Set down the records again, keeping each line exactly as it is.

Natural language region descriptions
▬▬▬▬▬▬▬▬▬▬

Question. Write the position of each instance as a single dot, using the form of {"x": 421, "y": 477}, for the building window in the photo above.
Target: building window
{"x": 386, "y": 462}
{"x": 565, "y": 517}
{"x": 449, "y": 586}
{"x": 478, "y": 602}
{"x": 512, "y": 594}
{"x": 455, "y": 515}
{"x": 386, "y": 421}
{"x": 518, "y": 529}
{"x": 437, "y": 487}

▬▬▬▬▬▬▬▬▬▬

THE COMPLETED TASK:
Question. Write the position of each instance as a single dot, using the form of {"x": 421, "y": 477}, for the building window in the photo above.
Target: building window
{"x": 386, "y": 462}
{"x": 565, "y": 517}
{"x": 449, "y": 586}
{"x": 478, "y": 602}
{"x": 512, "y": 594}
{"x": 455, "y": 515}
{"x": 386, "y": 421}
{"x": 518, "y": 529}
{"x": 437, "y": 487}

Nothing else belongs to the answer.